## PROBLEM STATEMENT
Could you continue the passage on OSHA's hearing protection emphasis program, picking up after its last sentence?

## GIVEN PASSAGE
--------------------------------------------------

In 2020, the U.S. Bureau of Labor Statistics found that about half the nation’s workers reported not using hearing protection despite being exposed to noise hazards.
To aid in reducing the risk of noise exposure and to promote hearing protection programs, OSHA’s Kansas City office is introducing a regional emphasis program (REP) focused on hearing protection.
Kansas, Missouri, Nebraska covered
The REP will target inspections of general industry and construction worksites at high risk of noise exposure in Kansas, Missouri and Nebraska.
In 2020, 71% of production workers suffered moderate levels of noise exposure and 25% endured exposures to loud noise levels. Twenty-five percent of construction workers exposed to noise reported hearing loss that impacts their lives outside of work.
Employers are required by law to create a hearing conservation program when the average noise exposure over eight hours reaches or exceeds 85 decibels, which is equivalent to the sound produced by a gas-powered leaf blower.

--------------------------------------------------

## SOURCE DATA
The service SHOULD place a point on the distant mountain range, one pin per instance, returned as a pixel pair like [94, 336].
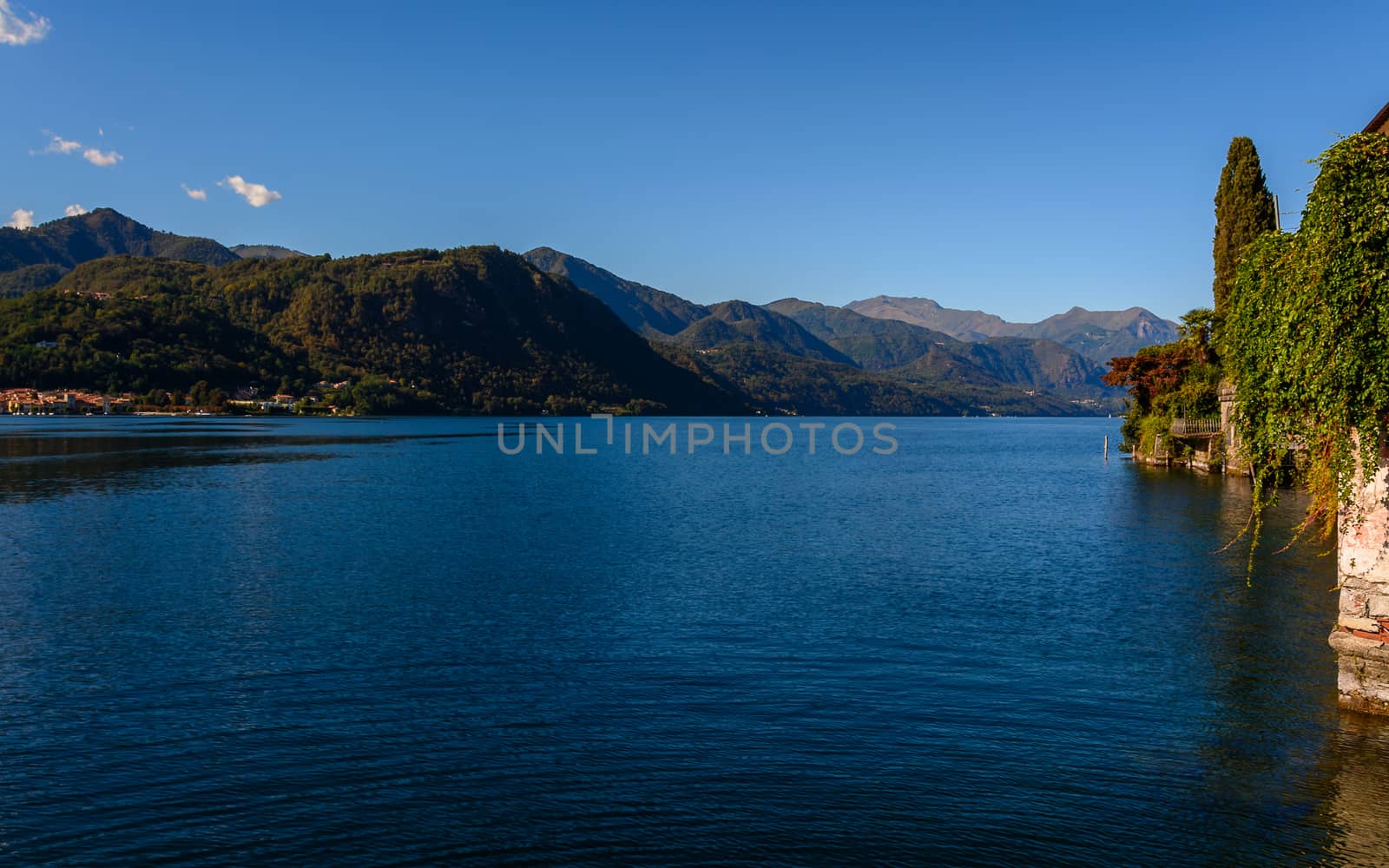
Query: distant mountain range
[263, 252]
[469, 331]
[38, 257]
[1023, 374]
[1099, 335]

--------------------------------------------------

## OUTPUT OF THE EXERCISE
Outreach then enforcement
OSHA provides employers with hearing conservation guidelines, and the initial phase of the REP will involve the agency sending this information to:
- professional associations
- local safety councils
- apprenticeship programs
- local hospitals, and
- occupational health clinics.
OSHA representatives will also be making presentations to industry organizations and stakeholders during this initial phase.
Following the three-month outreach, which began Feb. 28, the REP will allow OSHA to inspect select general industry and construction employers in Kansas, Missouri and Nebraska with hearing loss rates higher than the national average.